Stated goal:
Would you quote the material below in full and unchanged?

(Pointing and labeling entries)
··········
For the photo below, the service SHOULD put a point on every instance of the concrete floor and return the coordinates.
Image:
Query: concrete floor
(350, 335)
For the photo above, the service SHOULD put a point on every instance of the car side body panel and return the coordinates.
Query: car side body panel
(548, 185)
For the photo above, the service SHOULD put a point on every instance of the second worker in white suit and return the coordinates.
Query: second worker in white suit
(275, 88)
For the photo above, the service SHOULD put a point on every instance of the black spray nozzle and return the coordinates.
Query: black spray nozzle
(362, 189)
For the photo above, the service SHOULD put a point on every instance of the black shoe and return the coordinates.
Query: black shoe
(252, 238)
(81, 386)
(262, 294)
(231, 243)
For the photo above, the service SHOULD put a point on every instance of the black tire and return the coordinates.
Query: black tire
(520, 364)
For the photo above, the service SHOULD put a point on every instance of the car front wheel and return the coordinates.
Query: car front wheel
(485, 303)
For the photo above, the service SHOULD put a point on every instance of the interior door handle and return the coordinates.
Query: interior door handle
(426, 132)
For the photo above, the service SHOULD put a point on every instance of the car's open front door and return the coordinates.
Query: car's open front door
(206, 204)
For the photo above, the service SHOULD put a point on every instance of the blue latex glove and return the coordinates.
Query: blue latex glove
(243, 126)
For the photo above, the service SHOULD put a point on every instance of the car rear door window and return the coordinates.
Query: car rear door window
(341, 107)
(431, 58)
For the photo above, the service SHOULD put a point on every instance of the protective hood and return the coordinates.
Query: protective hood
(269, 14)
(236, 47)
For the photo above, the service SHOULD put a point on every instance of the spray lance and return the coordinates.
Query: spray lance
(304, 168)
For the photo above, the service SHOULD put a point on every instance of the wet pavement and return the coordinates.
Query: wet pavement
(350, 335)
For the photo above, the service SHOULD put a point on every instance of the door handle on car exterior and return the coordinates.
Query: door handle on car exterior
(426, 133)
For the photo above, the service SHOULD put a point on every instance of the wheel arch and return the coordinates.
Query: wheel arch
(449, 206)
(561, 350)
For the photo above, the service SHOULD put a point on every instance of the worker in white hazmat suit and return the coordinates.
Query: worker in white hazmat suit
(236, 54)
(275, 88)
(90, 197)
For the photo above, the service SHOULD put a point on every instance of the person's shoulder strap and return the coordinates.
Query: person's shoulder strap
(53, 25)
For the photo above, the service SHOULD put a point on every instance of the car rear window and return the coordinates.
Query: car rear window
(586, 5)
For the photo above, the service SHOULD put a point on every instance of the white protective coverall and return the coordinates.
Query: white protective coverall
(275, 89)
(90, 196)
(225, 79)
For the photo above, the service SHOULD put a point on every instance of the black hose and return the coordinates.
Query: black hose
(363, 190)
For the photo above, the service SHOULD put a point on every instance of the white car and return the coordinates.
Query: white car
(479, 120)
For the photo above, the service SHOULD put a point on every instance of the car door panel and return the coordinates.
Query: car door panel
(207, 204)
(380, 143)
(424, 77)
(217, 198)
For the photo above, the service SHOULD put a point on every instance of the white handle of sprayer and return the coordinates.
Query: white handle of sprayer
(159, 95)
··········
Written response:
For the photo below, the service SHOULD put a point on every instance of the concrete floor and return the coordinates.
Image:
Query: concrete floor
(350, 335)
For the photo above, the service SHOULD put a point on every instance of the car side body panel and return the coordinates.
Query: car side body panel
(548, 185)
For the photo above, the service SHOULD put a point on every instance of the second worker in white suit and return the coordinates.
Query: second worker in white suit
(275, 88)
For the photo above, the service SHOULD put a point on every instance of the black spray nozzle and return the coordinates.
Query: black spray nozzle
(362, 189)
For the photo above, the service SHOULD put a point on every instance of the black shoe and return the coordinates.
Query: black shoe
(252, 238)
(81, 386)
(262, 294)
(231, 243)
For the photo above, the service SHOULD put a point on every instance of the black tire and return the coordinates.
Query: black tire
(520, 364)
For the photo above, the service SHOULD put a point on every instance of the car front wheel and return the coordinates.
Query: car front wheel
(485, 303)
For the photo above, the service SHOULD put a point on every instance of the interior door handle and return the coordinates.
Query: interior door handle
(426, 132)
For the photo above, the service SHOULD put a point on every instance of the car's open front door and return the coordinates.
Query: car's open front door
(206, 204)
For the photo above, the service SHOULD put a point on every instance of the blue latex glove and return the coordinates.
Query: blue latex glove
(243, 126)
For the photo above, the service SHOULD put a point on every instance of the car rear door window and return the coordinates.
Query: car rear door window
(341, 107)
(431, 58)
For the photo above, the service SHOULD put a point on every instance of the protective hood and return the coordinates.
Query: protective hood
(269, 14)
(236, 47)
For the photo above, the service SHOULD put a point on every instance of the spray lance and return the coordinates.
Query: spray lance
(304, 168)
For the photo above, the service SHOULD put a point on every instance of the wet pavement and return the coordinates.
Query: wet pavement
(350, 335)
For the photo above, the service SHOULD put a point on every instance of the door handle on car exterior and return the coordinates.
Query: door handle on car exterior
(426, 133)
For the photo above, the service SHOULD put a point on every instance of the wheel arch and return the coordinates.
Query: wheel arch
(449, 206)
(561, 350)
For the photo above, the service SHOULD put a point on every instance of the worker in white hazmat suit and return the coordinates.
Query: worker in white hazmat suit
(236, 54)
(275, 88)
(90, 197)
For the photo above, the service SHOULD put a point on every instance of the person's shoulder strap and return the coordinates.
Query: person's shoulder strap
(53, 25)
For the photo above, the service SHOULD put a point on every instance of the car rear window and return the coordinates.
Query: car rear window
(586, 5)
For the photo above, the service SHOULD put a point on every instance of the white protective coverall and return the coordinates.
Query: white protective coverall
(275, 89)
(90, 196)
(225, 79)
For the photo above, the service SHOULD put a point on every instance of the black hose and return the coordinates.
Query: black hose
(363, 190)
For the photo above, the service SHOULD put a point on every instance of the white car and return the coordinates.
Query: white car
(479, 120)
For the photo above, the service SHOULD put a point on every instance of the car door panel and return the coordinates.
Query: car door panel
(207, 204)
(380, 143)
(424, 77)
(217, 198)
For the photo above, the service SHOULD put a point on every instance of the white handle of sprayer and return the coordinates.
Query: white handle of sprayer
(159, 95)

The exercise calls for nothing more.